Directions for this task: Count the lines in the items below that contain the string "green", matching case exactly, and reply with only the number.

--- Begin Dataset records ---

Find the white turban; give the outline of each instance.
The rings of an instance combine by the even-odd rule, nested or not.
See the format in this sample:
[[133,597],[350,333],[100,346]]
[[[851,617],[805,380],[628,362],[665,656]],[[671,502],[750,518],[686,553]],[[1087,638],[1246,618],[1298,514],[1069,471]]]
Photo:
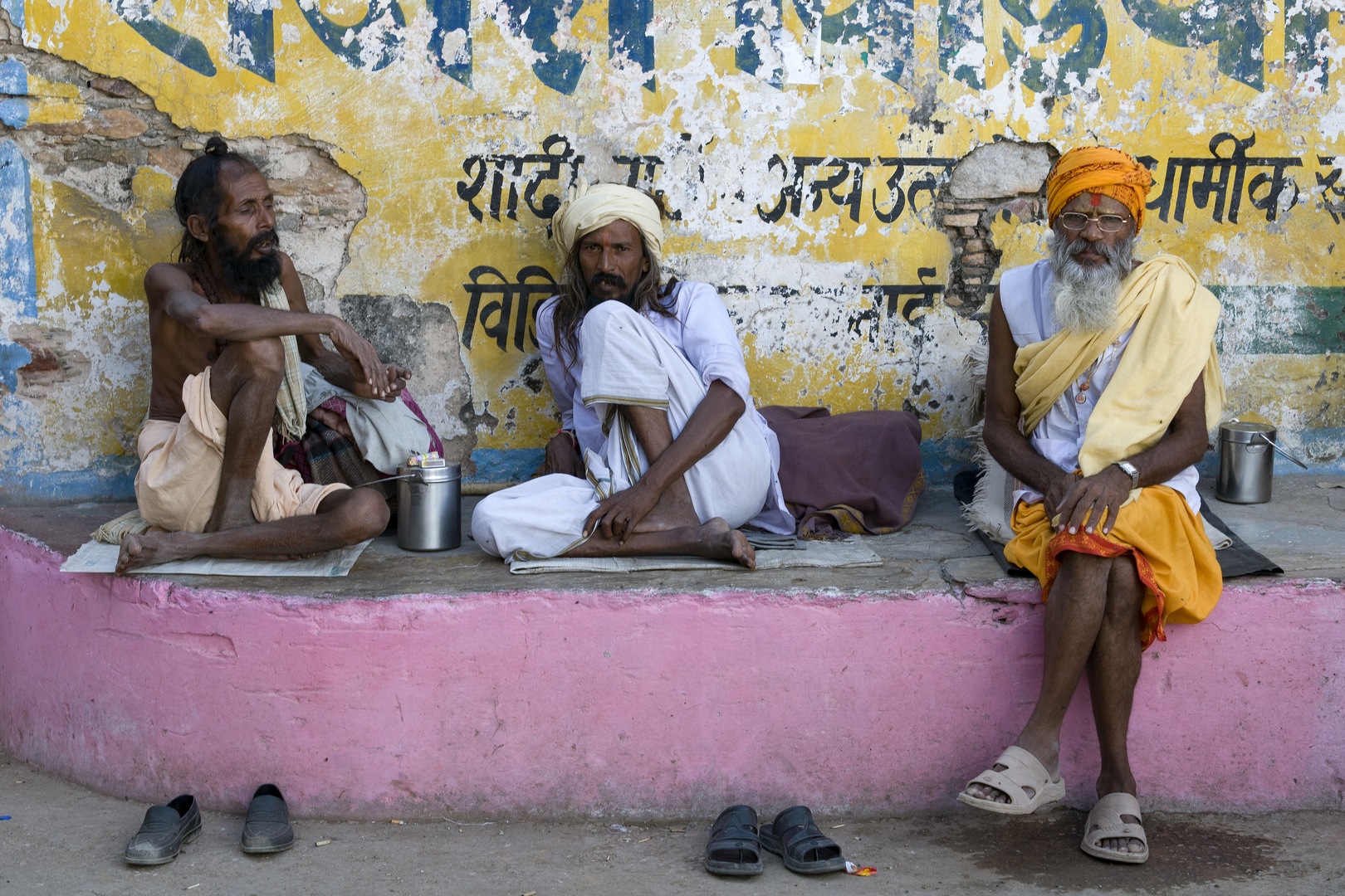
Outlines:
[[655,262],[663,257],[663,222],[659,219],[659,207],[646,193],[623,184],[589,187],[580,181],[551,218],[551,238],[561,249],[561,254],[569,258],[580,236],[607,227],[613,220],[633,224],[644,238],[644,249]]

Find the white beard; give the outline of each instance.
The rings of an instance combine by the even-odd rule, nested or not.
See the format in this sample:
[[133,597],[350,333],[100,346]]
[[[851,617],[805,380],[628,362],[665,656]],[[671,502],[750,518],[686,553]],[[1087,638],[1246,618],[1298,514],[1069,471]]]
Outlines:
[[1134,238],[1110,250],[1095,243],[1093,249],[1107,259],[1096,267],[1084,267],[1075,261],[1076,251],[1088,244],[1085,240],[1071,242],[1056,232],[1049,240],[1050,270],[1054,274],[1050,301],[1056,322],[1076,333],[1098,333],[1115,326],[1116,300],[1120,298],[1122,282],[1130,275]]

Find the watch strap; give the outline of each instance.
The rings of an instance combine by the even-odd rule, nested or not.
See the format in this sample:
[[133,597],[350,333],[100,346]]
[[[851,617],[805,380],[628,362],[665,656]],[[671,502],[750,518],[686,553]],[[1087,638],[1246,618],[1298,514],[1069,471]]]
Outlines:
[[1135,467],[1135,465],[1130,463],[1127,461],[1118,461],[1116,466],[1120,467],[1122,473],[1124,473],[1126,476],[1130,477],[1130,488],[1131,489],[1138,489],[1139,488],[1139,470]]

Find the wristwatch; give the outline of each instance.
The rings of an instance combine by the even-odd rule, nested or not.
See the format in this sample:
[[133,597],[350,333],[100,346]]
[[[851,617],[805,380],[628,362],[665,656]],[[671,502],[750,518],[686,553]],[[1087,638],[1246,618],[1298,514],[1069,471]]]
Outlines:
[[1138,489],[1139,488],[1139,470],[1135,469],[1135,465],[1130,463],[1128,461],[1116,461],[1116,466],[1120,467],[1122,473],[1124,473],[1126,476],[1130,477],[1130,488],[1131,489]]

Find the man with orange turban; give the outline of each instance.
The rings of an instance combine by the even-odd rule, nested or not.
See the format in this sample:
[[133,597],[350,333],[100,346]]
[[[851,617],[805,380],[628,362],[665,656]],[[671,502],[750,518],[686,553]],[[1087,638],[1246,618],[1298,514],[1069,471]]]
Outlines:
[[1135,864],[1149,858],[1126,744],[1141,656],[1223,591],[1194,467],[1224,400],[1219,301],[1180,258],[1135,261],[1150,184],[1115,149],[1061,156],[1050,257],[995,292],[985,442],[1015,489],[1005,556],[1041,582],[1045,668],[1017,743],[958,795],[1010,815],[1061,799],[1060,727],[1087,670],[1102,774],[1081,846]]

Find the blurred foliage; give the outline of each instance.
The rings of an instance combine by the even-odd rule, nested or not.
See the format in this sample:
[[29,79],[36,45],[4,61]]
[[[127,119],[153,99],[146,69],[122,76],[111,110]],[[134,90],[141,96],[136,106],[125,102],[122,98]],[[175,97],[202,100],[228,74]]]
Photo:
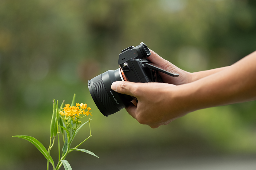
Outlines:
[[88,146],[99,151],[196,147],[255,154],[254,101],[198,110],[152,129],[124,110],[104,117],[86,86],[118,68],[122,49],[141,42],[193,72],[233,64],[255,50],[255,39],[253,0],[1,0],[0,165],[14,169],[40,159],[30,143],[10,137],[47,143],[52,99],[74,93],[77,102],[92,106]]

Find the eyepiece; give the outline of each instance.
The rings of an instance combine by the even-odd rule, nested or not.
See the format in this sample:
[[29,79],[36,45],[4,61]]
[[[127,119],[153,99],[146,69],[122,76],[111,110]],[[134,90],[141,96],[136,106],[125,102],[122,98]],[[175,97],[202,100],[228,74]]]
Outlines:
[[146,57],[148,57],[151,55],[149,49],[144,43],[141,42],[138,46],[139,48],[143,55],[146,56]]

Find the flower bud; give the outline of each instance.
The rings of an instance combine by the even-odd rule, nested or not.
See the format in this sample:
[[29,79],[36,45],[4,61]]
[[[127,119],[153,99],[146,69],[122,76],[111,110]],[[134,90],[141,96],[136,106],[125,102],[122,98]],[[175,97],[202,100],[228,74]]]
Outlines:
[[62,116],[64,116],[65,115],[65,114],[63,112],[63,111],[61,110],[59,111],[59,114],[60,114],[62,115]]

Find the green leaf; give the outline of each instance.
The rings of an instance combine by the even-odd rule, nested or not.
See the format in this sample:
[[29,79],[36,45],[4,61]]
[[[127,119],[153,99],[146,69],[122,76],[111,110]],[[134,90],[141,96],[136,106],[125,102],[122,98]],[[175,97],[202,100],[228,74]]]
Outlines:
[[[61,118],[59,118],[59,124],[61,126],[63,126],[63,119]],[[61,134],[63,135],[63,132],[64,132],[63,129],[61,128],[60,130],[61,131]]]
[[[38,140],[32,136],[26,136],[25,135],[17,135],[16,136],[13,136],[13,137],[17,137],[17,138],[20,138],[26,140],[30,142],[33,144],[36,147],[39,151],[41,152],[41,153],[44,156],[46,159],[48,159],[48,151],[45,149],[45,148],[41,142],[39,141]],[[51,164],[52,166],[54,168],[54,162],[53,161],[53,160],[52,159],[51,157],[51,155],[49,155],[49,161]]]
[[68,143],[69,143],[69,141],[70,141],[70,134],[69,133],[68,130],[67,129],[67,128],[63,126],[59,125],[59,126],[65,130],[65,131],[66,131],[66,132],[67,133],[67,136],[68,137]]
[[56,135],[57,135],[57,132],[58,131],[57,130],[58,130],[57,129],[57,123],[58,123],[57,118],[55,117],[55,124],[54,125],[54,128],[53,130],[53,136],[56,136]]
[[89,151],[88,150],[86,150],[85,149],[70,149],[70,150],[77,150],[77,151],[81,151],[81,152],[85,152],[85,153],[87,153],[87,154],[89,154],[92,155],[93,155],[94,156],[98,158],[100,158],[98,156],[97,156],[96,154],[94,154],[93,153],[91,152],[90,151]]
[[[91,120],[92,120],[92,119],[91,119]],[[86,122],[83,123],[83,124],[81,125],[80,126],[79,126],[78,128],[77,129],[77,130],[76,131],[76,132],[75,132],[75,134],[74,135],[74,137],[76,136],[76,135],[77,135],[77,132],[78,132],[78,131],[79,131],[79,130],[80,130],[80,129],[85,124],[87,123],[88,121],[87,121]]]
[[61,160],[61,162],[63,164],[63,166],[64,166],[64,168],[65,170],[72,170],[72,168],[66,160]]
[[63,147],[62,147],[62,156],[63,156],[66,152],[67,152],[67,150],[68,149],[68,139],[67,136],[67,135],[65,136],[65,142],[64,143],[64,144],[63,145]]
[[54,104],[54,102],[53,101],[53,110],[52,111],[52,115],[51,117],[51,138],[52,138],[53,136],[54,132],[54,131],[55,125],[55,121],[56,118],[55,117],[55,105]]
[[53,99],[53,101],[54,101],[54,104],[55,105],[55,107],[56,107],[56,101],[55,101],[55,99]]
[[70,106],[74,106],[74,103],[75,103],[75,100],[76,99],[76,93],[74,94],[74,96],[73,96],[73,99],[72,100],[72,103],[71,103],[71,105]]
[[64,104],[64,102],[65,101],[65,100],[63,100],[63,101],[62,102],[62,103],[61,103],[61,105],[60,105],[60,106],[59,108],[59,110],[62,110],[61,108],[62,107],[62,106],[63,106],[63,104]]

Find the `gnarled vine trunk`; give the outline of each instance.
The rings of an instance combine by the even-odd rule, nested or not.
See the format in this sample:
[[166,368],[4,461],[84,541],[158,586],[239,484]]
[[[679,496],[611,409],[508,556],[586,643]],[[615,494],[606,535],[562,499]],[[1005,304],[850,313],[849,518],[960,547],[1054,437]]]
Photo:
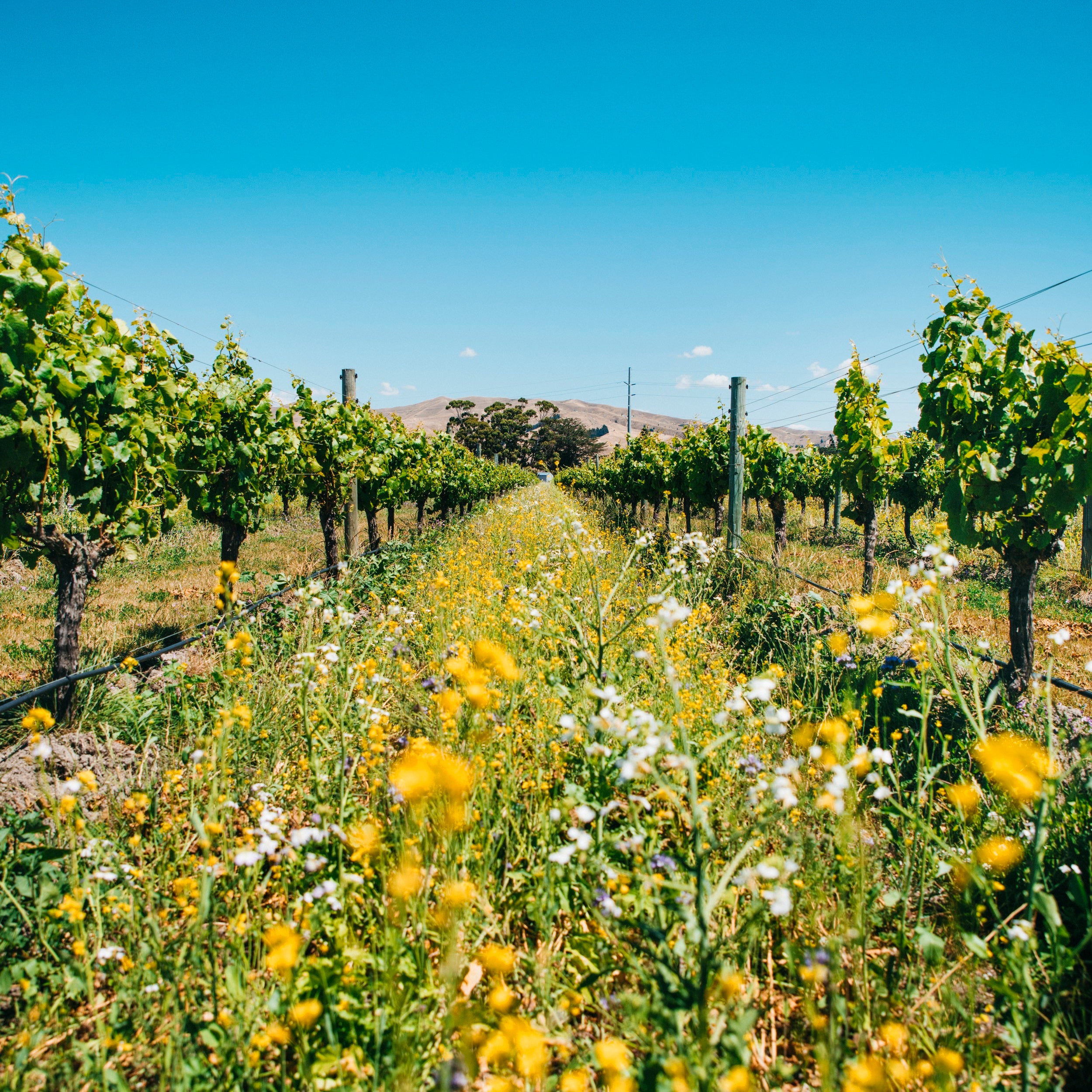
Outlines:
[[788,518],[781,497],[770,498],[770,514],[773,517],[773,559],[776,561],[788,545]]
[[225,521],[219,532],[219,559],[222,561],[238,561],[239,547],[247,537],[247,529],[241,523]]
[[330,568],[339,561],[337,557],[337,532],[340,530],[341,507],[333,505],[319,505],[319,526],[322,527],[322,545],[327,551],[327,567]]
[[[80,626],[87,602],[87,584],[98,575],[98,566],[117,547],[108,539],[88,539],[83,532],[66,533],[52,524],[36,537],[57,570],[54,678],[62,679],[80,668]],[[74,692],[72,684],[57,689],[57,720],[68,716]]]
[[364,511],[368,517],[368,549],[378,550],[383,544],[379,537],[379,509],[366,508]]
[[910,519],[914,513],[909,509],[904,508],[902,510],[902,533],[906,536],[906,542],[910,543],[911,549],[917,549],[917,543],[914,542],[914,532],[910,529]]
[[1006,560],[1012,572],[1009,582],[1009,648],[1012,660],[1001,673],[1012,697],[1019,697],[1031,681],[1035,670],[1035,577],[1038,558],[1028,554],[1012,554]]
[[876,580],[876,537],[879,533],[879,520],[876,519],[876,505],[873,501],[862,500],[857,507],[864,518],[865,527],[865,572],[860,579],[860,591],[864,595],[871,595]]

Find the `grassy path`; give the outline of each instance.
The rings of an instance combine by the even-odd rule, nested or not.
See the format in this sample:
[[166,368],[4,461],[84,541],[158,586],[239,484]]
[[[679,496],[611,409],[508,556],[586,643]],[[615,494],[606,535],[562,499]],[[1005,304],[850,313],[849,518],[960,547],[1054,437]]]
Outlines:
[[[1042,973],[998,923],[1033,860],[1088,864],[1084,797],[1013,856],[1026,810],[974,773],[943,677],[885,686],[867,627],[748,614],[737,579],[537,486],[99,693],[83,728],[145,761],[8,819],[7,1079],[996,1083]],[[973,816],[946,787],[971,778]],[[1044,1019],[1045,1075],[1080,1014]]]

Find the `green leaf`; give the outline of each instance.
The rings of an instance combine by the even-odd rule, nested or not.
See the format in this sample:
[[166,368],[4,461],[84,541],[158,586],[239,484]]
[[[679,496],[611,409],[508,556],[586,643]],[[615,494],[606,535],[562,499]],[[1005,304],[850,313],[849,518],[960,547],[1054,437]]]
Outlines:
[[972,956],[977,956],[978,959],[989,959],[989,949],[986,947],[986,941],[976,934],[964,933],[963,943],[966,945]]

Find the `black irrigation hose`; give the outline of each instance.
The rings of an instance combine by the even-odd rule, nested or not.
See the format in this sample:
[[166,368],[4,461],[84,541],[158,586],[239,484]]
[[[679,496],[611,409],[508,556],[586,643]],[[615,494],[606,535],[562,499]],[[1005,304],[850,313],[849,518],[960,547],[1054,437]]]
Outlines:
[[[368,554],[378,554],[383,549],[382,544],[376,549],[361,550],[356,557],[364,557]],[[339,562],[341,565],[341,562]],[[328,572],[333,572],[336,569],[336,565],[329,565],[324,569],[317,569],[314,572],[309,573],[306,577],[300,577],[299,583],[293,585],[293,587],[299,587],[305,581],[313,580],[316,577],[322,577]],[[256,610],[263,603],[269,603],[270,600],[280,598],[282,595],[286,595],[288,592],[293,591],[293,587],[284,587],[280,592],[272,592],[269,595],[263,595],[260,600],[254,600],[252,603],[245,603],[240,608],[240,614],[250,614]],[[207,621],[200,622],[199,629],[206,630],[210,627],[218,628],[223,624],[223,618],[210,618]],[[143,656],[134,656],[136,664],[141,667],[144,664],[151,663],[154,660],[158,660],[161,656],[165,656],[168,652],[177,652],[179,649],[185,649],[188,644],[193,644],[194,641],[200,641],[205,634],[198,633],[194,637],[188,637],[185,641],[178,641],[175,644],[168,644],[163,649],[156,649],[155,652],[147,652]],[[122,657],[124,658],[124,657]],[[39,687],[35,687],[33,690],[26,690],[24,693],[15,695],[14,698],[9,698],[4,702],[0,702],[0,713],[7,713],[9,709],[14,709],[16,705],[22,705],[24,702],[31,701],[34,698],[40,698],[43,695],[50,693],[58,687],[69,686],[72,682],[80,682],[82,679],[97,678],[99,675],[106,675],[109,672],[116,672],[121,666],[121,661],[117,660],[110,664],[104,664],[100,667],[92,667],[85,672],[75,672],[72,675],[66,675],[59,679],[52,679],[49,682],[45,682]]]
[[[782,569],[785,572],[792,573],[797,580],[804,581],[805,584],[810,584],[812,587],[818,587],[821,592],[829,592],[831,595],[838,595],[843,600],[850,597],[848,592],[839,592],[833,587],[827,587],[824,584],[817,584],[814,580],[808,580],[807,577],[802,575],[795,569],[790,569],[787,565],[779,565],[776,561],[767,561],[765,558],[751,557],[749,554],[745,554],[741,549],[737,549],[736,554],[739,557],[746,558],[748,561],[756,561],[759,565],[769,565],[774,569]],[[976,656],[978,660],[984,660],[987,663],[996,664],[998,667],[1008,667],[1011,661],[998,660],[996,656],[987,656],[983,652],[975,652],[972,649],[966,648],[964,644],[959,644],[956,641],[948,642],[953,649],[959,649],[960,652],[965,652],[969,656]],[[1044,682],[1047,681],[1047,676],[1042,672],[1032,672],[1032,678],[1042,679]],[[1082,698],[1092,698],[1092,690],[1087,690],[1084,687],[1077,686],[1076,682],[1067,682],[1066,679],[1054,678],[1049,679],[1051,686],[1056,686],[1059,690],[1068,690],[1070,693],[1079,693]]]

--- End Dataset records ---

Response to the exercise: 2